-- BEGIN ENTRIES SUPPLIED --

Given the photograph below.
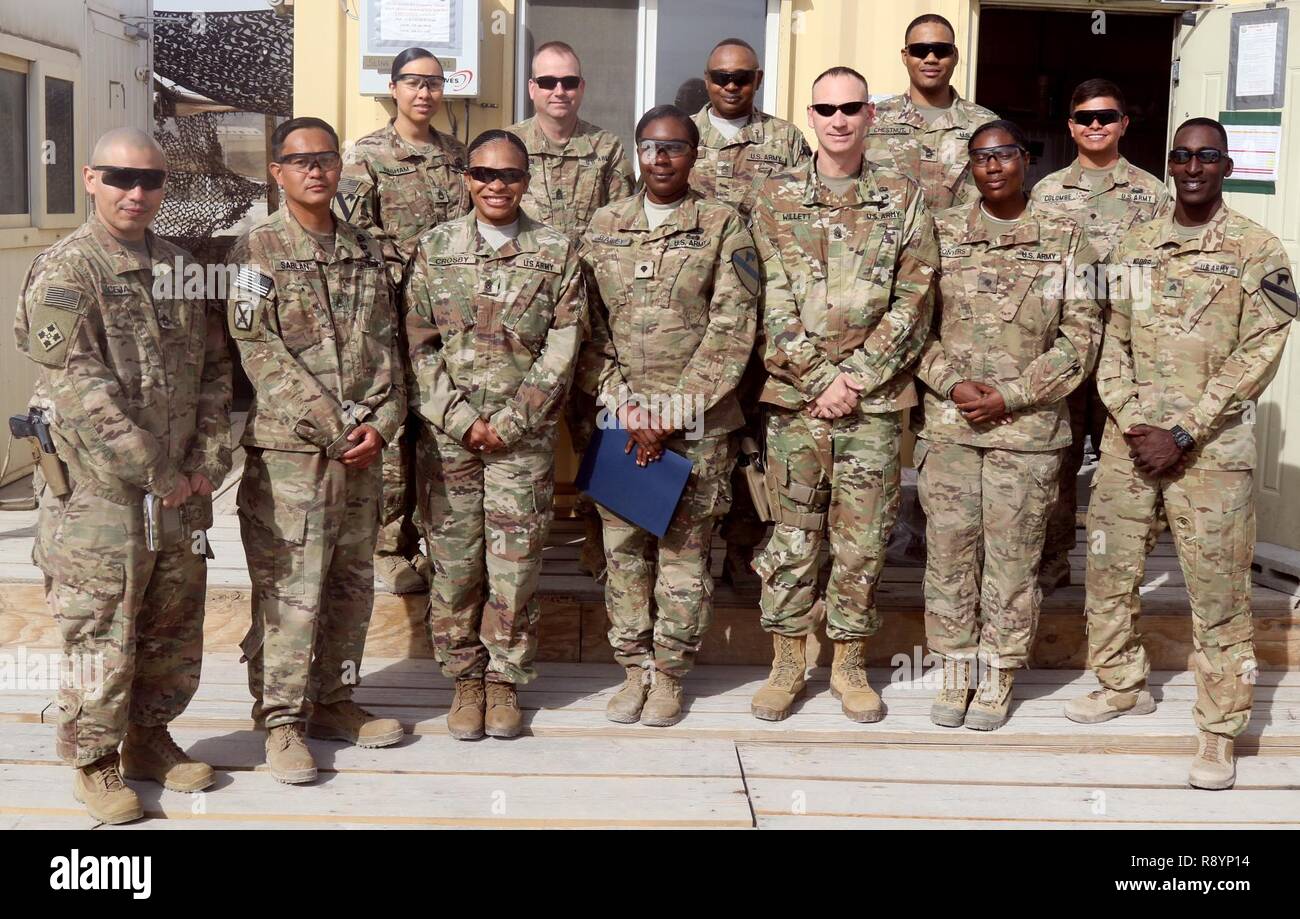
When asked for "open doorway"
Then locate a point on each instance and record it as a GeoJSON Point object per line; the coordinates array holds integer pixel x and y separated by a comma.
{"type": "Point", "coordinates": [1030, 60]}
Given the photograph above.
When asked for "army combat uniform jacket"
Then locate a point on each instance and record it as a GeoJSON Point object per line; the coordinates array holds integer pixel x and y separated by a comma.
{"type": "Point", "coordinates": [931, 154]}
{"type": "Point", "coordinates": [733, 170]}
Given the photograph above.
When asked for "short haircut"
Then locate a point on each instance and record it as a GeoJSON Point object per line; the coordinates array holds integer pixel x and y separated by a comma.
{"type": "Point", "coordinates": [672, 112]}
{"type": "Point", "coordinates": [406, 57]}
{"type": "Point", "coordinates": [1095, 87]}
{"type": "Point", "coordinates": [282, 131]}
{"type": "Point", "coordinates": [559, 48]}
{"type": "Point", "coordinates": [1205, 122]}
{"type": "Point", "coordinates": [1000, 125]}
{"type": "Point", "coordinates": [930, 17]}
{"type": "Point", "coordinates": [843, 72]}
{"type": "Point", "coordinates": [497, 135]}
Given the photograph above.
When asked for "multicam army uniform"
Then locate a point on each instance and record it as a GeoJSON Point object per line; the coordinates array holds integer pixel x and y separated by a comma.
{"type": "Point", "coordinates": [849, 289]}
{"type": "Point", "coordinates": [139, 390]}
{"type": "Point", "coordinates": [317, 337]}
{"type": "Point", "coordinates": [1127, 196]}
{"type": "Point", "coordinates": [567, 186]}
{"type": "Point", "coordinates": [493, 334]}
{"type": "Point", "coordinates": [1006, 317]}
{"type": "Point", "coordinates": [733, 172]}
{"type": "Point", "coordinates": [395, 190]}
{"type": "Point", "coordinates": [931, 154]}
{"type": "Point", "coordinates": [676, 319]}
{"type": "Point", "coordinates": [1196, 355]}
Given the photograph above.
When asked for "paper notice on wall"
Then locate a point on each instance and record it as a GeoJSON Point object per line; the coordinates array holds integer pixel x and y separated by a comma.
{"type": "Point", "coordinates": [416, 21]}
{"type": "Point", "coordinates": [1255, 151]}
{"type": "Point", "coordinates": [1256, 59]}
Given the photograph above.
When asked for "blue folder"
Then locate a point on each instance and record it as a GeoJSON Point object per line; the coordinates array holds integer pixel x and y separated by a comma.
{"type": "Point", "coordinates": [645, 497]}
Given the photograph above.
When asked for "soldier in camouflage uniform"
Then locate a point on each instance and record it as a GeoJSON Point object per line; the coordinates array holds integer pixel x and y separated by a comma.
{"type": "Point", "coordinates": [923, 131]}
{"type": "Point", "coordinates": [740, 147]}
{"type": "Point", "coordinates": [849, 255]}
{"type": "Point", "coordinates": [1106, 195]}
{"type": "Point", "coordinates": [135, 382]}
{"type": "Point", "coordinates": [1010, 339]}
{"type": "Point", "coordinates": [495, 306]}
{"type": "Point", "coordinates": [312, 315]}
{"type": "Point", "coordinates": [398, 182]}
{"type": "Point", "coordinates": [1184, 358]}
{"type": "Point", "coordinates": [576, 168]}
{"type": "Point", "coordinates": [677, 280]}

-- END ENTRIES SUPPLIED --

TASK OBJECTIVE
Repeat each record exactly as shown above, dropping all images.

ANSWER TO THIS TASK
Given the photograph below.
When asked for "open doorway"
Then locate a point on each instance and record it as a GeoJSON Point object per line; the coordinates array holds integer pixel x and y separated by a comma.
{"type": "Point", "coordinates": [1030, 60]}
Given the photograph above.
When asked for "army combat uniform jacket"
Then locate a point on each instance and record it as a GeoJSON Point object per line; the coordinates array holds integer pixel x and y separated by a comma.
{"type": "Point", "coordinates": [931, 154]}
{"type": "Point", "coordinates": [733, 170]}
Given the photograph above.
When asked for "short haircut"
Then locate a point on each instance and record it as a GeoJSON Point object per line; the coordinates array holds integer pixel x and y separated by a comma.
{"type": "Point", "coordinates": [672, 112]}
{"type": "Point", "coordinates": [406, 57]}
{"type": "Point", "coordinates": [1095, 87]}
{"type": "Point", "coordinates": [282, 131]}
{"type": "Point", "coordinates": [559, 48]}
{"type": "Point", "coordinates": [1205, 122]}
{"type": "Point", "coordinates": [1000, 125]}
{"type": "Point", "coordinates": [930, 17]}
{"type": "Point", "coordinates": [843, 72]}
{"type": "Point", "coordinates": [497, 135]}
Given the photograph above.
When asked for "multicam army uniform"
Then locate a point on each instance and record it as a GeoJSON Point object per line; the coordinates array holds integer pixel x and y separated by a comma.
{"type": "Point", "coordinates": [849, 289]}
{"type": "Point", "coordinates": [139, 390]}
{"type": "Point", "coordinates": [317, 337]}
{"type": "Point", "coordinates": [1127, 196]}
{"type": "Point", "coordinates": [567, 186]}
{"type": "Point", "coordinates": [493, 334]}
{"type": "Point", "coordinates": [1006, 317]}
{"type": "Point", "coordinates": [733, 172]}
{"type": "Point", "coordinates": [395, 190]}
{"type": "Point", "coordinates": [931, 154]}
{"type": "Point", "coordinates": [676, 319]}
{"type": "Point", "coordinates": [1196, 355]}
Given the photograph above.
When asked for "paper notice on wall"
Then locate a point on each instance and record it as a GeoJSON Point object per line; the coordinates array holds integer pixel x and y separated by a comma.
{"type": "Point", "coordinates": [416, 21]}
{"type": "Point", "coordinates": [1255, 151]}
{"type": "Point", "coordinates": [1256, 59]}
Given the photograph above.
When asked for "blue folder"
Then locate a point on each instance and record it as a GeoJSON Point object per line; the coordinates array holds integer pixel x and y separated by a comma.
{"type": "Point", "coordinates": [645, 497]}
Given the photograph above.
When asked for "soldier in camouflage uniform"
Then locate a point on each instance and record it as a GeoJSON Point object per line; the coordinates array holds integer pixel x and y separated by a comma.
{"type": "Point", "coordinates": [923, 131]}
{"type": "Point", "coordinates": [740, 147]}
{"type": "Point", "coordinates": [849, 255]}
{"type": "Point", "coordinates": [1106, 195]}
{"type": "Point", "coordinates": [135, 382]}
{"type": "Point", "coordinates": [1010, 339]}
{"type": "Point", "coordinates": [495, 306]}
{"type": "Point", "coordinates": [312, 315]}
{"type": "Point", "coordinates": [398, 182]}
{"type": "Point", "coordinates": [1184, 358]}
{"type": "Point", "coordinates": [576, 168]}
{"type": "Point", "coordinates": [677, 280]}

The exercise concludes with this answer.